Take the line that contains "Category: horizontal white blind" as the first and the last line of the material as the final one; set down exactly the lines in that span.

::::

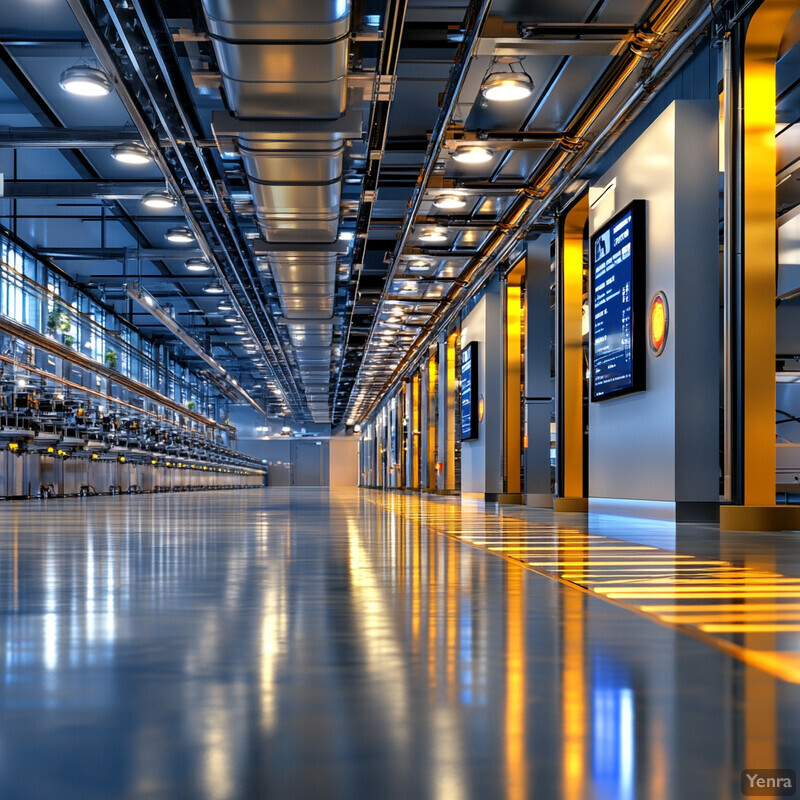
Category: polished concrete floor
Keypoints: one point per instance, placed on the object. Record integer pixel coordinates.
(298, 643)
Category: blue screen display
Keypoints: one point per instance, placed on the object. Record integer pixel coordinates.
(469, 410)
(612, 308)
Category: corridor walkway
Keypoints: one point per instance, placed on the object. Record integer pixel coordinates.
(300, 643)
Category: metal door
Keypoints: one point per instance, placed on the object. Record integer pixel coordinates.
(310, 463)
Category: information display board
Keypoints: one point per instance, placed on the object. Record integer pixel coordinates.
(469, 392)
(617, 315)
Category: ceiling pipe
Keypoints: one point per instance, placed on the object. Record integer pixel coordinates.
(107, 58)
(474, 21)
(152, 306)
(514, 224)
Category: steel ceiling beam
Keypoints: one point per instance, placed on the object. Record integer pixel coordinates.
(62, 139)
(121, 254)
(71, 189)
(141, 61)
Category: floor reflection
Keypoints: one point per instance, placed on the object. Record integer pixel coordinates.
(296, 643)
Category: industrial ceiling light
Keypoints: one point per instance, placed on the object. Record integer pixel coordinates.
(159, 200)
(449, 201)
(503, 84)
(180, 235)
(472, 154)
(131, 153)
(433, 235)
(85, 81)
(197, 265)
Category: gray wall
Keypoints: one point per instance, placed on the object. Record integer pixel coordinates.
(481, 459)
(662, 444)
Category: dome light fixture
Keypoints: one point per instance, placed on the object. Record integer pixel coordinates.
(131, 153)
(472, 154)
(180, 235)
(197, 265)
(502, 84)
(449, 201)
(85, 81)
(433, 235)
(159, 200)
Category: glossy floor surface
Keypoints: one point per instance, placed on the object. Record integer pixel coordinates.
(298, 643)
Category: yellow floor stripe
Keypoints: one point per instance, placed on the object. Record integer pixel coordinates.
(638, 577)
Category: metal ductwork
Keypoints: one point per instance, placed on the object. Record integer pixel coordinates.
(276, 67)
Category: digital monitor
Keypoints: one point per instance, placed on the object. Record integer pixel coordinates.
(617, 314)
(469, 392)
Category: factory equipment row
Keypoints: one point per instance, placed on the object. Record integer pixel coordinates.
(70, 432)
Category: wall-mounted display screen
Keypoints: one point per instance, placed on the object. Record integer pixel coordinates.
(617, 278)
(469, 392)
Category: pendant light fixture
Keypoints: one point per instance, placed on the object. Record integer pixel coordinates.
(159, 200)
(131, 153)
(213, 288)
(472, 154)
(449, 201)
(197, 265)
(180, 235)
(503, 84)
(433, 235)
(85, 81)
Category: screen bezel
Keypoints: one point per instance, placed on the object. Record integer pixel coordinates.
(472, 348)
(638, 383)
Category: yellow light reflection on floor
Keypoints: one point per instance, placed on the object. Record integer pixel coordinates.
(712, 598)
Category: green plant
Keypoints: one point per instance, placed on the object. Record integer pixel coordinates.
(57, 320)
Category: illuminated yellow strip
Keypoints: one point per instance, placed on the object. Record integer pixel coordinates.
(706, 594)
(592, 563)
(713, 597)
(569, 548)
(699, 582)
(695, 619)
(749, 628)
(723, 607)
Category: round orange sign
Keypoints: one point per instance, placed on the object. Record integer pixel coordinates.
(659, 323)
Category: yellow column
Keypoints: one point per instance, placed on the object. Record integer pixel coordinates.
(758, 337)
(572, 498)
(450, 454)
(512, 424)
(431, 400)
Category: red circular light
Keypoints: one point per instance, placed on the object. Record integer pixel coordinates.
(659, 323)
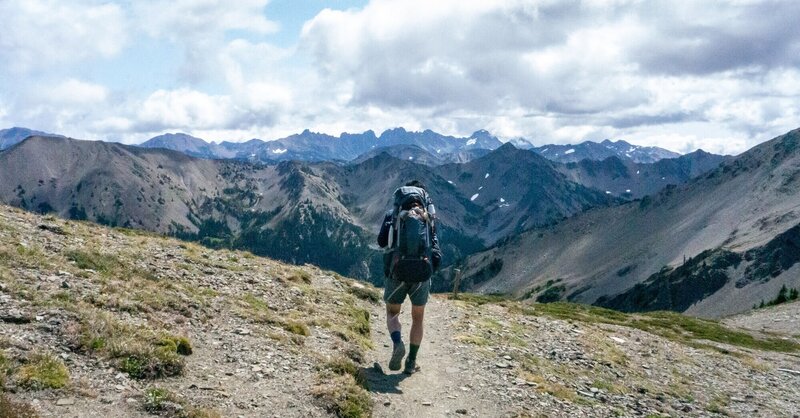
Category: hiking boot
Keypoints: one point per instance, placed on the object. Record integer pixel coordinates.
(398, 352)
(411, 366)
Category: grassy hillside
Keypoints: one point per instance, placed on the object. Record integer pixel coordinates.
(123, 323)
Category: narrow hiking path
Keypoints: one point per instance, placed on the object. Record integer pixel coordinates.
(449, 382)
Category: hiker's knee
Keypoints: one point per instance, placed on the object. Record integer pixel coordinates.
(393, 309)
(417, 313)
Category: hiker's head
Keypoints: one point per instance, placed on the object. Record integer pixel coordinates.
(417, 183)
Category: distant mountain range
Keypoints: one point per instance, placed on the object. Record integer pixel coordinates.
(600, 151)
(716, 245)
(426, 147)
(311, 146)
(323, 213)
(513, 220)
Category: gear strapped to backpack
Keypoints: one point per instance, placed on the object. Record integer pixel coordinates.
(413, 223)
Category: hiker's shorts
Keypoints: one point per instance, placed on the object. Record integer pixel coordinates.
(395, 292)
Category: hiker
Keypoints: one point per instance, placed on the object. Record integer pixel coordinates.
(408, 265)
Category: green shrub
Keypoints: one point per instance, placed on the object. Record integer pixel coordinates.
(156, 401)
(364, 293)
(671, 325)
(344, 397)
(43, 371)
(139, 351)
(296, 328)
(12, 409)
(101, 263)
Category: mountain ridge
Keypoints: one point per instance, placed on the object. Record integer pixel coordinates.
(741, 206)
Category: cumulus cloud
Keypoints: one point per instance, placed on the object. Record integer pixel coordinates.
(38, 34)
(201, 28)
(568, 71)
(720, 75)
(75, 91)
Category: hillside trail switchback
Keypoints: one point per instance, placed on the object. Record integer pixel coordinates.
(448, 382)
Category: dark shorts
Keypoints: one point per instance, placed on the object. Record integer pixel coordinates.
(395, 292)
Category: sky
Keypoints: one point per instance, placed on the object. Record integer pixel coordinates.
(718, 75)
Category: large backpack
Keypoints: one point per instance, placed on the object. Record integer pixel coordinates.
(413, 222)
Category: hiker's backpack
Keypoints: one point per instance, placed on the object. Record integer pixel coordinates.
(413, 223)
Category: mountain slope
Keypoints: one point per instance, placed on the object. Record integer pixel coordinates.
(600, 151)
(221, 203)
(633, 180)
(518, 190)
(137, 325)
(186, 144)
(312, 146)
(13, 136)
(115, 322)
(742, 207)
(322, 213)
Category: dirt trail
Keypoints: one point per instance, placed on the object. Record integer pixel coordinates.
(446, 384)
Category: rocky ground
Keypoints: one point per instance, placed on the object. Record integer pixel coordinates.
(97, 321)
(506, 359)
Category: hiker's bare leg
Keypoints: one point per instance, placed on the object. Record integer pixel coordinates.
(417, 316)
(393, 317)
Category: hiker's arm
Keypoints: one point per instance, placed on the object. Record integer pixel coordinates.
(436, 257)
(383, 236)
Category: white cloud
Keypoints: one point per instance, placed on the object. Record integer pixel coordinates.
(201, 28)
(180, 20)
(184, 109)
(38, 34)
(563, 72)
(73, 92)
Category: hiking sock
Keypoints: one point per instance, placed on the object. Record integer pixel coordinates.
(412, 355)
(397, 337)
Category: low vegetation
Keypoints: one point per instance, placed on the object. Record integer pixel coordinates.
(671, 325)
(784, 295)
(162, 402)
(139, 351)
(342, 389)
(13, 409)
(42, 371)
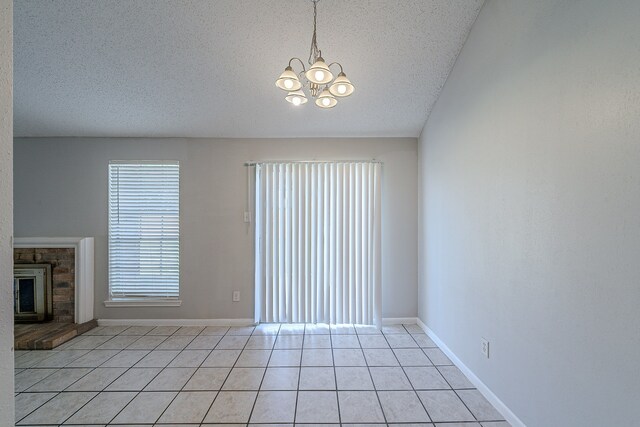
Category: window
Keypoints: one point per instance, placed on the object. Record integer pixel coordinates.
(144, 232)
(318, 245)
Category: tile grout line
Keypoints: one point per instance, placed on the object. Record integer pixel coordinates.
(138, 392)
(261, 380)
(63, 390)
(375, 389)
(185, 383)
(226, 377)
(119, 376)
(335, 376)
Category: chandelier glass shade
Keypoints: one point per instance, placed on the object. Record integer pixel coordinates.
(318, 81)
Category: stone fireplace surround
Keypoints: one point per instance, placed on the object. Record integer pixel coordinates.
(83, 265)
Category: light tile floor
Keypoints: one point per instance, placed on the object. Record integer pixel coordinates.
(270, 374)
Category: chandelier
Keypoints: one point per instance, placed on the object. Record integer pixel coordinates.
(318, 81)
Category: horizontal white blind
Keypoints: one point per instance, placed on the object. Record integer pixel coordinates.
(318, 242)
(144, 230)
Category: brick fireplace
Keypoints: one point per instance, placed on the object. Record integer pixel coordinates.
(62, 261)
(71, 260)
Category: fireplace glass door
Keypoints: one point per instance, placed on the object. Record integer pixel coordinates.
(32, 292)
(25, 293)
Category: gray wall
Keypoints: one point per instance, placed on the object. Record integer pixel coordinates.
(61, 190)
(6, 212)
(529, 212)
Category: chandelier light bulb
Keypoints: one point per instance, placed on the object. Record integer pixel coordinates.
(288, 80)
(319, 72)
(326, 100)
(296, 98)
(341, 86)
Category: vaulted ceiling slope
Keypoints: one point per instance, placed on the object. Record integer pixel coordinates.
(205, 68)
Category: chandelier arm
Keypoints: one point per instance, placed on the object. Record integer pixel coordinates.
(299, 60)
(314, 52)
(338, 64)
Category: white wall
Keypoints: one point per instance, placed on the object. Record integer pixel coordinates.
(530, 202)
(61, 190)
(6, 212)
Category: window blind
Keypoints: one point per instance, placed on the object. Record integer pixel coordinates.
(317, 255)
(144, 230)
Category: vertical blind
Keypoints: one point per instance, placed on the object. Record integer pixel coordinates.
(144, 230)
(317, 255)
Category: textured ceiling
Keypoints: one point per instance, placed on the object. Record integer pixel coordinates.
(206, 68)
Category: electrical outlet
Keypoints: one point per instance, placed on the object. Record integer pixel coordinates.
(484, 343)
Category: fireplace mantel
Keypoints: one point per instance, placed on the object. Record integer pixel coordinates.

::::

SOLUTION ▸
Category: horizontal white blind
Keypoints: one point per instance, placed on the object. Record integer pixel coordinates.
(318, 242)
(144, 230)
Category: brick fireplace
Keypoints: one point per instance, placed on the object. Record integer pixel coordinates.
(62, 261)
(71, 260)
Category: fireplace glass door
Keypoints: one point per instance, placed on the object. Record integer pixel coordinates.
(32, 292)
(25, 293)
Category: gray wall
Keypoints: one point per instance, placed on the object. Record integer pixel coordinates.
(61, 190)
(6, 212)
(529, 212)
Category: chandelier light bulb
Keypoints: one point per instance, placed on the object. Record integer pixel coordinates.
(288, 80)
(319, 72)
(326, 100)
(296, 98)
(341, 86)
Category: vaulted ceiling slope
Keypoints: one point per instance, placed on the object. Record integer pixel coordinates.
(205, 68)
Category: chandelier arm
Keypoints: one point per instance, placed on the object. Record integer pixel coordinates.
(299, 60)
(314, 52)
(338, 64)
Category: white wall
Keypoints: one point per instance, placed on the object. Record integer pixel coordinates.
(530, 202)
(61, 190)
(6, 212)
Category: window blind
Keypoints: one point per instance, placed on the object. Record integer pixel coordinates.
(317, 255)
(144, 230)
Category: vertical blind
Keypoints: one point per instance, placed on the object. Record integer pixel coordinates.
(144, 230)
(317, 255)
Category: textured ceiling
Keypoints: one point per instance, placed on the object. Record integer pixel coordinates.
(206, 68)
Category: electrical outlet
Keypoints: one point per instance, placed on the object. Record integer pixel coordinates.
(484, 343)
Category: fireplace mantel
Keypoints: one point per instance, placed on the object. Record integer pixel coordinates.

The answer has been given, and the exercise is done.